Top of READING TEXT

Ubiquitous long-range interactions fold genomes into defined conformations. The CCCTC-binding factor (CTCF) has repeatedly emerged as a necessary component for the formation of loops that bridge distal DNA elements on the same and even different chromosomes to regulate transcription. ~10,000 binding sites localize mostly to intergenic regions, but also to introns, promoters, and exons. This dynamic and regulated genome organization is one of the large-scale cellular phenomena now becoming amenable to atomic resolution mechanistic understanding through the concerted efforts of genetics, biochemistry, and structural biology.
Our laboratory studies the genome organization of human viruses associated with cancer. Our long-term goal is to understand the structure-function mechanisms that couple genome organization and transcriptional regulation. We have chosen to examine viruses as our systems of interest not only because of relevance to human disease, but also because viral genomes, unlike human chromosomes, are genetically tractable and well annotated.

Bottom of READING TEXT

ACTIVITY LIST =>
1 > Decide whether each statement agrees with the lab description. Answer yes or no for each, and quote the words from the lab description that settle it.
(a) Most CTCF binding sites are found in intergenic regions.
(b) The lab chose viruses partly because viral genomes are hard to manipulate genetically.
(c) CTCF-dependent loops can connect DNA elements on different chromosomes.
2 > Copy the lab description word for word, from "Our laboratory studies" up to and including "and well annotated.".
3 > According to the lab description, what is the lab's long-term goal?

Top of DATA EXCERPTS

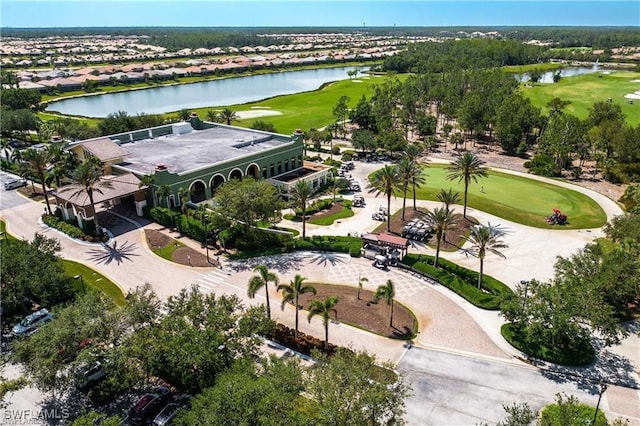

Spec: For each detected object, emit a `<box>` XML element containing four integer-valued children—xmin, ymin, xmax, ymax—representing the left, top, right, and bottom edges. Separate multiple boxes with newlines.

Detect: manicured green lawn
<box><xmin>188</xmin><ymin>74</ymin><xmax>406</xmax><ymax>134</ymax></box>
<box><xmin>370</xmin><ymin>165</ymin><xmax>607</xmax><ymax>229</ymax></box>
<box><xmin>62</xmin><ymin>260</ymin><xmax>127</xmax><ymax>306</ymax></box>
<box><xmin>307</xmin><ymin>207</ymin><xmax>354</xmax><ymax>226</ymax></box>
<box><xmin>520</xmin><ymin>71</ymin><xmax>640</xmax><ymax>126</ymax></box>
<box><xmin>0</xmin><ymin>220</ymin><xmax>127</xmax><ymax>306</ymax></box>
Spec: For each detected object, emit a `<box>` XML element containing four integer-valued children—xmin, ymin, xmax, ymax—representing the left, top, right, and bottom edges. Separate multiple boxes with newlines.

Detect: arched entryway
<box><xmin>209</xmin><ymin>175</ymin><xmax>224</xmax><ymax>197</ymax></box>
<box><xmin>229</xmin><ymin>169</ymin><xmax>242</xmax><ymax>180</ymax></box>
<box><xmin>246</xmin><ymin>163</ymin><xmax>260</xmax><ymax>179</ymax></box>
<box><xmin>189</xmin><ymin>180</ymin><xmax>207</xmax><ymax>203</ymax></box>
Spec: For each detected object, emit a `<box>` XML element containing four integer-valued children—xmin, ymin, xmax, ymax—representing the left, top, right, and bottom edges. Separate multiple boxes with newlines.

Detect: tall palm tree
<box><xmin>247</xmin><ymin>264</ymin><xmax>278</xmax><ymax>319</ymax></box>
<box><xmin>398</xmin><ymin>157</ymin><xmax>414</xmax><ymax>222</ymax></box>
<box><xmin>61</xmin><ymin>158</ymin><xmax>112</xmax><ymax>231</ymax></box>
<box><xmin>358</xmin><ymin>275</ymin><xmax>369</xmax><ymax>300</ymax></box>
<box><xmin>178</xmin><ymin>187</ymin><xmax>191</xmax><ymax>219</ymax></box>
<box><xmin>219</xmin><ymin>107</ymin><xmax>240</xmax><ymax>126</ymax></box>
<box><xmin>158</xmin><ymin>184</ymin><xmax>173</xmax><ymax>208</ymax></box>
<box><xmin>467</xmin><ymin>223</ymin><xmax>509</xmax><ymax>288</ymax></box>
<box><xmin>24</xmin><ymin>148</ymin><xmax>51</xmax><ymax>214</ymax></box>
<box><xmin>425</xmin><ymin>207</ymin><xmax>460</xmax><ymax>267</ymax></box>
<box><xmin>307</xmin><ymin>296</ymin><xmax>338</xmax><ymax>351</ymax></box>
<box><xmin>373</xmin><ymin>280</ymin><xmax>396</xmax><ymax>326</ymax></box>
<box><xmin>436</xmin><ymin>188</ymin><xmax>460</xmax><ymax>211</ymax></box>
<box><xmin>371</xmin><ymin>165</ymin><xmax>400</xmax><ymax>232</ymax></box>
<box><xmin>278</xmin><ymin>274</ymin><xmax>316</xmax><ymax>339</ymax></box>
<box><xmin>138</xmin><ymin>175</ymin><xmax>156</xmax><ymax>207</ymax></box>
<box><xmin>290</xmin><ymin>180</ymin><xmax>315</xmax><ymax>238</ymax></box>
<box><xmin>447</xmin><ymin>151</ymin><xmax>487</xmax><ymax>219</ymax></box>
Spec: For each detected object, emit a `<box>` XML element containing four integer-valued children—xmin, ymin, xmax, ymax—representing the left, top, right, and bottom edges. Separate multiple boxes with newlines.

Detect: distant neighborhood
<box><xmin>0</xmin><ymin>31</ymin><xmax>516</xmax><ymax>92</ymax></box>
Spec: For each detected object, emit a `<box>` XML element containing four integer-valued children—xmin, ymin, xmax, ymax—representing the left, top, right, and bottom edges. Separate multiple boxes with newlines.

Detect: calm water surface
<box><xmin>47</xmin><ymin>67</ymin><xmax>365</xmax><ymax>117</ymax></box>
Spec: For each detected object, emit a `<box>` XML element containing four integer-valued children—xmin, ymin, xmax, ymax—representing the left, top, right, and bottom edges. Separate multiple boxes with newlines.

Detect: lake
<box><xmin>47</xmin><ymin>67</ymin><xmax>368</xmax><ymax>117</ymax></box>
<box><xmin>516</xmin><ymin>64</ymin><xmax>602</xmax><ymax>83</ymax></box>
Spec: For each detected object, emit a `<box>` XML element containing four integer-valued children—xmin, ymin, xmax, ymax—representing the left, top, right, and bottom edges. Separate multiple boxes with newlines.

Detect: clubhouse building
<box><xmin>52</xmin><ymin>114</ymin><xmax>329</xmax><ymax>227</ymax></box>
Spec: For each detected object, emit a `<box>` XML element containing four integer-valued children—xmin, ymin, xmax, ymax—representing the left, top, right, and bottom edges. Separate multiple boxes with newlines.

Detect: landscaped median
<box><xmin>401</xmin><ymin>254</ymin><xmax>513</xmax><ymax>311</ymax></box>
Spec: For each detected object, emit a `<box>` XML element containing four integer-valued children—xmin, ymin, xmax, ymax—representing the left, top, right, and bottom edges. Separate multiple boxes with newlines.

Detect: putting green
<box><xmin>520</xmin><ymin>71</ymin><xmax>640</xmax><ymax>126</ymax></box>
<box><xmin>370</xmin><ymin>165</ymin><xmax>607</xmax><ymax>229</ymax></box>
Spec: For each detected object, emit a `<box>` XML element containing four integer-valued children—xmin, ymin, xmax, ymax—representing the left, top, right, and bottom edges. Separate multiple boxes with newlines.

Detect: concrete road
<box><xmin>0</xmin><ymin>171</ymin><xmax>29</xmax><ymax>210</ymax></box>
<box><xmin>397</xmin><ymin>346</ymin><xmax>639</xmax><ymax>425</ymax></box>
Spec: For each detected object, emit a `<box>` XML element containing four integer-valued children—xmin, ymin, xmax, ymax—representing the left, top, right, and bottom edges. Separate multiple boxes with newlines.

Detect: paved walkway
<box><xmin>0</xmin><ymin>163</ymin><xmax>640</xmax><ymax>419</ymax></box>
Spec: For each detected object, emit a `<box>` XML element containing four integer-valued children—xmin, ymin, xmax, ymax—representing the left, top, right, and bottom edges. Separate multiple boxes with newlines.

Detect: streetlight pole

Bottom of DATA EXCERPTS

PER-TASK OUTPUTS =>
1 >
(a) Yes: "~10,000 binding sites localize mostly to intergenic regions"
(b) No: "viral genomes, unlike human chromosomes, are genetically tractable and well annotated"
(c) Yes: "bridge distal DNA elements on the same and even different chromosomes"

2 >
Our laboratory studies the genome organization of human viruses associated with cancer. Our long-term goal is to understand the structure-function mechanisms that couple genome organization and transcriptional regulation. We have chosen to examine viruses as our systems of interest not only because of relevance to human disease, but also because viral genomes, unlike human chromosomes, are genetically tractable and well annotated.

3 > To understand the structure-function mechanisms that couple genome organization and transcriptional regulation.